TASK: Each line below should be written out again without any change.

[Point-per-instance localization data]
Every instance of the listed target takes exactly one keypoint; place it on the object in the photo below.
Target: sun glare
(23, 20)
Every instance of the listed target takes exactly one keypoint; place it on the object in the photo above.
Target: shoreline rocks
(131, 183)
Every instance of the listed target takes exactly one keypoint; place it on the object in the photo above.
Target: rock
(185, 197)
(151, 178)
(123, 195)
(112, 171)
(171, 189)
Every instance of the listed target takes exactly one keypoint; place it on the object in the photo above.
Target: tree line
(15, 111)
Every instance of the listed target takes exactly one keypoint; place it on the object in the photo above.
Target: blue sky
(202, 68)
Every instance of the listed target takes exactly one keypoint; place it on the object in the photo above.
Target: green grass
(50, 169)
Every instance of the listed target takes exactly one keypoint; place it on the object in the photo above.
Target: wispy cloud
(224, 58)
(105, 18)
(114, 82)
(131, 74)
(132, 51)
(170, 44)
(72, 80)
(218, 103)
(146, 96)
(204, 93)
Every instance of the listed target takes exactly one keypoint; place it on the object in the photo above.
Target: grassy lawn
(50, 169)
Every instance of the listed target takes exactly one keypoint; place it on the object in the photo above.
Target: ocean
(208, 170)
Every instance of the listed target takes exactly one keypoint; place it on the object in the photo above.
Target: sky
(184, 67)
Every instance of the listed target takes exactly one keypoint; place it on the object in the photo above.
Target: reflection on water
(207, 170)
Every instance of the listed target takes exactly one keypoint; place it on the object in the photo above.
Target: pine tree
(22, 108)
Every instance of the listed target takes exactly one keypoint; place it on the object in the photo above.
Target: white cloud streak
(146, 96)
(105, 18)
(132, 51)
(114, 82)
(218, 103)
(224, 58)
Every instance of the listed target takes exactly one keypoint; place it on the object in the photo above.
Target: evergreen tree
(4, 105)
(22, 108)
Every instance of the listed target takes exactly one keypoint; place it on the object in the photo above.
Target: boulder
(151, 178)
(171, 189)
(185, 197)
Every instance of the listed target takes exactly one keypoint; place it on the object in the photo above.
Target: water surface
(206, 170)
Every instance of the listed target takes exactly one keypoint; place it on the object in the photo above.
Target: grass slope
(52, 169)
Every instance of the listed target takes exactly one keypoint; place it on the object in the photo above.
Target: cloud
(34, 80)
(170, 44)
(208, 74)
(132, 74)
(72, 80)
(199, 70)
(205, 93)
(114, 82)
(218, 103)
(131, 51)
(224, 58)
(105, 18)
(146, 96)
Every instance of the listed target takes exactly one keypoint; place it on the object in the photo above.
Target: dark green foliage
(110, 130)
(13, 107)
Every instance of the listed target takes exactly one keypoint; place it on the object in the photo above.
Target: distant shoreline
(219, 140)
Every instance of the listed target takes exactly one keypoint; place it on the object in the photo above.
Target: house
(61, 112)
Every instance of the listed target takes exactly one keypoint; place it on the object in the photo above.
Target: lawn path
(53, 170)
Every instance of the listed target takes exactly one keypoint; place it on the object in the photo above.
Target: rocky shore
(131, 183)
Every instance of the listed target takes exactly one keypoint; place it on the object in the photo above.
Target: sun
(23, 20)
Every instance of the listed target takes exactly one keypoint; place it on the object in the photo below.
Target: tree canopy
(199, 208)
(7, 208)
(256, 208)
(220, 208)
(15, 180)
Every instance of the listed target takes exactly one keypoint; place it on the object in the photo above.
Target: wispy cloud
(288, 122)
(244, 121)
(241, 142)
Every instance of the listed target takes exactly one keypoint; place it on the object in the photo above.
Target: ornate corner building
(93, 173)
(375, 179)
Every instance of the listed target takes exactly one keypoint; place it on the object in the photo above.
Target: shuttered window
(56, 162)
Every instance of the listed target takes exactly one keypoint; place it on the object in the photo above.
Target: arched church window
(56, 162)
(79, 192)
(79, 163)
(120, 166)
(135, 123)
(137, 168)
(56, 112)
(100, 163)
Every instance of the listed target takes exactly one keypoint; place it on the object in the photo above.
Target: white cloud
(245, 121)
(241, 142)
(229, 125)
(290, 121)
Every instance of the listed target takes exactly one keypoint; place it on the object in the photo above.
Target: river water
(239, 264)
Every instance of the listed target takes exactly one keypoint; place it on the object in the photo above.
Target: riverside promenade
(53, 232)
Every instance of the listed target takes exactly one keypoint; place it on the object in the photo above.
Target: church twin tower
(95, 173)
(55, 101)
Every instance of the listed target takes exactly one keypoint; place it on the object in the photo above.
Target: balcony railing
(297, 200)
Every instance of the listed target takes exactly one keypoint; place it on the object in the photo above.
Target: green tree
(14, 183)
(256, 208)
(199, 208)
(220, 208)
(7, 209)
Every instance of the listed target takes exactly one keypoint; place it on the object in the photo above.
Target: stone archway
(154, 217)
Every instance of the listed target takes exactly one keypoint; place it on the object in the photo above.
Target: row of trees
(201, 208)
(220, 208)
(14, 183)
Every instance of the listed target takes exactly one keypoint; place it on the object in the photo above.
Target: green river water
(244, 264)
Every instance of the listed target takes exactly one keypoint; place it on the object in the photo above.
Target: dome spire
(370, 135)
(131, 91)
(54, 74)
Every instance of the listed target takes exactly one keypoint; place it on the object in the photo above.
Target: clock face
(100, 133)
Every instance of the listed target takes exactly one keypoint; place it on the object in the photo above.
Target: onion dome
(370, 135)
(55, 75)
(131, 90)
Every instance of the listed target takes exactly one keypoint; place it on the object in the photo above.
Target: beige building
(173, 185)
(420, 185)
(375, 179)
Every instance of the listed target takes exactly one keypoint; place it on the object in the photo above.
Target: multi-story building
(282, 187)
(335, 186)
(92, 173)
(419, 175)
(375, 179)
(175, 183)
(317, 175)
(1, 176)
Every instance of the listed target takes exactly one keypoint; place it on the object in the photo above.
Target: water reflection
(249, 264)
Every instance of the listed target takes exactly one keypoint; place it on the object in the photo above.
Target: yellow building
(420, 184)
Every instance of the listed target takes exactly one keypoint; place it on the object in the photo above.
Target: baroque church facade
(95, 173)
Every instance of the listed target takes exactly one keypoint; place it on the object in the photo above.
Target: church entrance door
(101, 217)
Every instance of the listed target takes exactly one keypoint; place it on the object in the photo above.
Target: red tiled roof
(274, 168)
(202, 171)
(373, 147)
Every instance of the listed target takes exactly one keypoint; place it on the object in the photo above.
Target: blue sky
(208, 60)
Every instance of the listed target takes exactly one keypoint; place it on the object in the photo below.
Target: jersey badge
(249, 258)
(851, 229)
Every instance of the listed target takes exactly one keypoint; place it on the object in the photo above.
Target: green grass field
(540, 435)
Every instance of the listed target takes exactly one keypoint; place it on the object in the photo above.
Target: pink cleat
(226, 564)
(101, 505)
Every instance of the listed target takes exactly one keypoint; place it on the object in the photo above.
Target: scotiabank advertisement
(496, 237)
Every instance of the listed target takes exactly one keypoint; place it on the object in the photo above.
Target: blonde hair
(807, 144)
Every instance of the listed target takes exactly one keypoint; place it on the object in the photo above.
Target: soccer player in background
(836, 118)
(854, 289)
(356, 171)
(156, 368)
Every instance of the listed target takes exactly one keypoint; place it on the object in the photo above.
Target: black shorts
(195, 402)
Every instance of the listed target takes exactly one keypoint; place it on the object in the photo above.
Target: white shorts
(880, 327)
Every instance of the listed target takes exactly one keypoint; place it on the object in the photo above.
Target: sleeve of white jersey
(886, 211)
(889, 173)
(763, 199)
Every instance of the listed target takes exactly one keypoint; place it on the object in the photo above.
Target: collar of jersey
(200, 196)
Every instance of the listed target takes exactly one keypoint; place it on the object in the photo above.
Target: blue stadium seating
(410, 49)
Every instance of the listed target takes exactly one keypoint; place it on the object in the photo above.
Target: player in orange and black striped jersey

TASK ANSWER:
Every instance of the listed target takes exactly one keypoint; place it on the object in the photo below.
Target: sun glare
(23, 20)
Every instance of the listed target takes exactly one keypoint; place it on the object in the photo above.
Target: shoreline rocks
(131, 183)
Every instance of the listed target takes exactly one keypoint; place it on the object in the photo above.
Target: rock
(185, 197)
(151, 178)
(123, 195)
(112, 171)
(171, 189)
Every instance of the listed target takes exactly one keypoint; place it on the object in the photo above.
Target: tree line
(15, 111)
Every instance of the listed target takes exactly one keypoint; place it on the object in the photo above.
Target: blue sky
(202, 68)
Every instance of the listed target takes exactly one keypoint; place it on the object in the photo above.
Target: green grass
(50, 169)
Every instance of the listed target takes exactly one keypoint; place it on the object in the photo above.
Target: wispy cloud
(224, 58)
(105, 18)
(114, 82)
(131, 74)
(132, 51)
(170, 44)
(72, 80)
(218, 103)
(146, 96)
(204, 93)
Every instance of the listed target takes exactly one keypoint; place it on the object in the photo above.
Target: grassy lawn
(50, 169)
Every instance of the listed target takes exactly one keypoint; place it on the object in the photo above.
Target: ocean
(208, 170)
Every instance of the listed target takes exactly one keypoint; place it on the object in the photo above.
Target: sky
(184, 67)
Every instance of the listed target takes exactly one keypoint; place it on the object in the photo above.
Target: reflection on water
(207, 170)
Every instance of the listed target takes exactly one keypoint; place it on the object in the photo above.
Target: pine tree
(22, 108)
Every instance of the listed target takes exactly one keypoint; place it on the object in the photo above.
Target: white cloud streak
(146, 96)
(105, 18)
(132, 51)
(114, 82)
(218, 103)
(224, 58)
Every instance of the listed target takes exactly one keypoint; place it on the object in the photo above.
Target: evergreen tree
(4, 105)
(22, 108)
Every instance of the listed target takes exactly one keypoint; place it on the object in the photo above.
Target: boulder
(151, 178)
(171, 189)
(185, 197)
Every instance of the listed target takes exactly one keypoint; place it on the object in the photo above.
Target: water surface
(206, 170)
Every instance of the listed target takes exactly one keypoint; place it on the object in the photo above.
Target: grass slope
(52, 169)
Every instance of the listed target takes exactly one keypoint; place it on the object in the photo above.
Target: cloud
(34, 80)
(170, 44)
(208, 74)
(132, 74)
(72, 80)
(199, 70)
(205, 93)
(114, 82)
(218, 103)
(131, 51)
(224, 58)
(105, 18)
(146, 96)
Every instance of the listed target takes exactly one keypoint; place it on the object in the photo above.
Target: dark green foliage
(110, 130)
(13, 107)
Every instance of the listed target takes exactly one keypoint; place it on the object in the photo above.
Target: distant shoreline
(219, 140)
Every instance of the listed target takes exactly one keypoint; place it on the object in the photo above.
Target: house
(61, 112)
Every instance of the listed target takes exactly one keypoint; place it on the object in the photo above.
Target: lawn path
(53, 170)
Every instance of the listed target takes exactly one keypoint; place it on the object in the photo above.
Target: rocky shore
(131, 183)
Every instance of the listed target takes exactly one keypoint; place it on the object in the photo above.
Target: sun
(23, 20)
Every instance of the listed target takes exactly one keypoint; place it on the object in the photo below.
Target: tree canopy
(199, 208)
(7, 208)
(256, 208)
(220, 208)
(15, 180)
Every instance of the listed target takes exactly one keypoint; place it on the object in the photo above.
Target: wispy cloud
(288, 122)
(244, 121)
(241, 142)
Every instance of the listed target takes exactly one keypoint; place it on the object in the photo above.
Target: ornate corner building
(93, 173)
(375, 179)
Every instance of the listed target takes exactly one keypoint; place it on the object in the photo above.
Target: shuttered window
(56, 162)
Every instance of the listed target takes exactly one keypoint; place it on the object in the photo above.
Target: arched church window
(56, 162)
(79, 192)
(79, 163)
(120, 166)
(135, 123)
(137, 168)
(56, 112)
(100, 163)
Every instance of the listed target takes exactly one keypoint; place it on the object in the photo above.
Target: white cloud
(245, 121)
(241, 142)
(229, 125)
(290, 121)
Every instance of the listed target takes exactly one keypoint; place it on the object in the photo above.
Target: river water
(239, 264)
Every instance of the listed target takes exactly one keypoint; place it on the object in the photo above.
Target: riverside promenade
(53, 232)
Every instance of the listed target takes exactly one keypoint; place it on the object in the photo above.
Target: church twin tower
(95, 173)
(55, 101)
Every instance of the listed target takes exactly one keypoint; place it on the object in the photo above.
Target: balcony railing
(297, 200)
Every instance of the listed target takes exactly one keypoint; place it on the object in the photo above.
Target: green tree
(14, 183)
(256, 208)
(199, 208)
(220, 208)
(7, 209)
Every instance of the listed target takes exactly one keypoint; place it on the object in the photo above.
Target: stone archway
(154, 217)
Every instance of the listed target takes exactly one keypoint; place it on the object in the photo above.
Target: row of trees
(201, 208)
(220, 208)
(14, 183)
Every instance of the listed target takes exactly one keypoint; place it on the object in the photo above.
Target: green river water
(244, 264)
Every instance of the listed target takes exactly one keypoint; place it on the object in the photo above.
Target: dome spire
(370, 135)
(131, 91)
(54, 74)
Every instance of the listed target takes exactly one keypoint; place it on the object in the photo above.
Target: clock face
(100, 133)
Every instance of the listed target takes exactly one keypoint; place it on the object in the photo above.
Target: onion dome
(370, 135)
(55, 75)
(131, 90)
Every instance of the listed target takes exactly one keypoint; place it on the object in the photo above.
Target: beige building
(173, 185)
(420, 185)
(375, 179)
Every instance of the listed target takes exactly one keypoint; place it on the object in the photo above.
Target: multi-story building
(282, 187)
(335, 186)
(92, 173)
(419, 175)
(375, 179)
(175, 183)
(317, 175)
(1, 176)
Every instance of the listed target takes exactly one keypoint; place it on the object in the photo above.
Target: water reflection
(249, 264)
Every instance of the listed target takes exactly one keypoint; place it on the object in the photo above.
Target: yellow building
(420, 184)
Every instance of the listed target takes exactly one keypoint; place it on the object in the photo above.
Target: baroque church facade
(95, 173)
Every instance of the listed target takes exactly one keypoint; place it on the object in the photo above.
Target: church entrance door
(101, 217)
Every instance of the listed target takes exactly one keypoint; place it on the object in the photo above.
Target: red tiled roof
(274, 168)
(202, 171)
(373, 147)
Every instance of the listed target takes exactly one keypoint; place it on the object in the photo above.
Target: blue sky
(208, 60)
Every instance of the listed target takes exactly one keypoint; place it on the object in the photo below.
Target: jersey badge
(249, 258)
(851, 229)
Every instance of the listed target takes exactly one keypoint; place it on the object in the photo above.
Target: green grass field
(540, 435)
Every instance of the listed target takes exactly one keypoint; place it on the object in the photo above.
Target: pink cleat
(226, 564)
(101, 505)
Every instance of the listed target takes exactly one keypoint; place it on the object in the photo above.
Target: scotiabank advertisement
(496, 237)
Every instance of the listed target takes exactly one keypoint; place it on the object in the photo above.
Target: blonde hair
(807, 144)
Every instance of the listed target takes exactly one keypoint; place it on the object in the photo above.
Target: soccer player in background
(836, 118)
(854, 289)
(356, 171)
(156, 368)
Every instance of the listed target takes exactly one keypoint; place it on the object in the photo above.
Target: black shorts
(195, 402)
Every instance of the listed target takes exactly one keypoint; place it on the object in the photo above.
Target: white shorts
(880, 327)
Every instance of the listed target takes exactly one keypoint; place it on the object in the photo above.
Target: sleeve of white jersey
(886, 211)
(889, 173)
(763, 199)
Every instance of the listed target takes exactly one keypoint; place it on the object in the photo above.
Target: collar of jersey
(200, 196)
Every instance of the listed target takes exactly one keypoint; place it on the object in the photo above.
Target: blue stadium seating
(410, 49)
Every instance of the listed target takes exactly one keypoint; place it on the object in the photo above.
Target: player in orange and black striped jersey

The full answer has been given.